## Texto selecionado
********************

No início de 1923, um jovem aspirante a estudante universitário dirigiu-se até à Reitoria da Universidade de Buenos Aires munido de uma carta, escrita de próprio punho, endereçada ao Decano (equivalente a Diretor) da Faculdade de Filosofia e Letras, que dizia assim:

Jorge Luis Borges, de 23 anos de idade, residente na rua Serrano 2147, desejando ingressar na Faculdade de Filosofia e Letras como aluno regular, solicita respeitosamente ao Senhor Decano, com base no artigo segundo do ordenamento que rege as condições de ingresso, ser admitido como tal.

Faz constar ao Senhor Decano:

– Que foi educado na Europa, tendo cursado os estudos que correspondem no nosso país ao Ensino Secundário, no Colégio de Genebra, estudos que compreendem todas as matérias exigidas pelo programa do Colégio Nacional – exceto História Argentina, Geografia e Literatura – como comprovam o certificado e os programas em anexo.

 – Pede que, em virtude do acima exposto, indique o Senhor Decano as matérias sobre as quais deverá ser examinado para ingressar nesta Faculdade.

– Como complemento, faz constar que o solicitante cursou quatro anos de latim e obteve no ano passado um certificado, também anexo, da Universidade de Cambridge que o autoriza a ensinar inglês.

Cumprimenta o Senhor Decano, atentamente,

(Assinatura) 

Dias depois, o candidato a aluno anexou ao expediente que fora aberto pela secretaria da Faculdade uma nova missiva que trazia mais informações sobre a sua trajetória intelectual até o momento:. “Jorge Luis Borges deseja submeter à atenção do Senhor Decano os ensaios estéticos e metafísicos em anexo para exemplificar a sua atividade literária e ilustrar as suas motivações para ingressar nesta Faculdade..” Informa ainda que é “colaborador assíduo” da revista espanhola Cosmópolis, em cuja edição de outubro de 1920 publicou uma “dilatada antologia crítica da recente lírica alemã, vertida diretamente do idioma original”, e que o número seguinte da revista Nosotros trará um estudo da sua autoria sobre as “objeções apresentadas por [Herbert] Spencer ao idealismo de [George]Berkeley”. 

Não consta nos arquivos da Faculdade (onde estão os originais das cartas) que a petição do jovem Jorge Luis tenha sido avaliada pela direção da instituição, muito menos que o solicitante recebeu alguma resposta. 

Era 6 de abril de 1923 quando Borges voltou ao edifício da rua Viamonte, altura do número 430, no centro da capital argentina, e recuperou os documentos que anexara ao processo – tal informação consta no final do expediente com a letra e a firma do próprio.

No ano anterior, o jovem havia manifestado numa carta dirigida a um amigo a intenção de cursar literatura em dois anos (quando o tempo normal seriam três) para logo se casar com a namorada da época, Concepción Guerrero. Terá sido a burocracia o motivo da sua desistência em tornar-se estudante universitário? 

Borges regressa com os pais para a Europa (onde moraria dos 14 aos 21 anos), mas não sem antes editar na capital Argentina o seu livro de estreia, Fervor de Buenos Aires. Contará no futuro que a publicação desses primeiros poemas,  financiada pelo seu pai, se deu de forma bastante singela, numa edição sem correção de provas, numeração nas páginas ou índice. Foram impressos 300 exemplares, cuja maioria o autor levou para distribuir pela Europa – outros ficaram na Argentina, repartidos entre jornalistas e críticos literários.

********************

## Material recolhido
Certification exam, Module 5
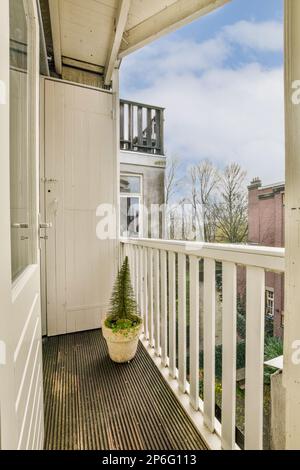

********************

## Complete o seguinte
A. Transcreva do texto sobre Borges o trecho entre "Não consta nos" e "recebeu alguma resposta.", inclusive.
B. Com base no texto sobre Borges, explique por que ele pediu ao Decano que indicasse as matérias sobre as quais deveria ser examinado.

## Respostas esperadas
A.
Não consta nos arquivos da Faculdade (onde estão os originais das cartas) que a petição do jovem Jorge Luis tenha sido avaliada pela direção da instituição, muito menos que o solicitante recebeu alguma resposta.

B. Borges tinha cursado o equivalente ao Ensino Secundário no Colégio de Genebra. Esses estudos abrangiam todas as matérias exigidas pelo programa do Colégio Nacional, exceto História Argentina, Geografia e Literatura. Por isso pediu ao Decano que indicasse as matérias em que deveria ser examinado para ingressar na Faculdade.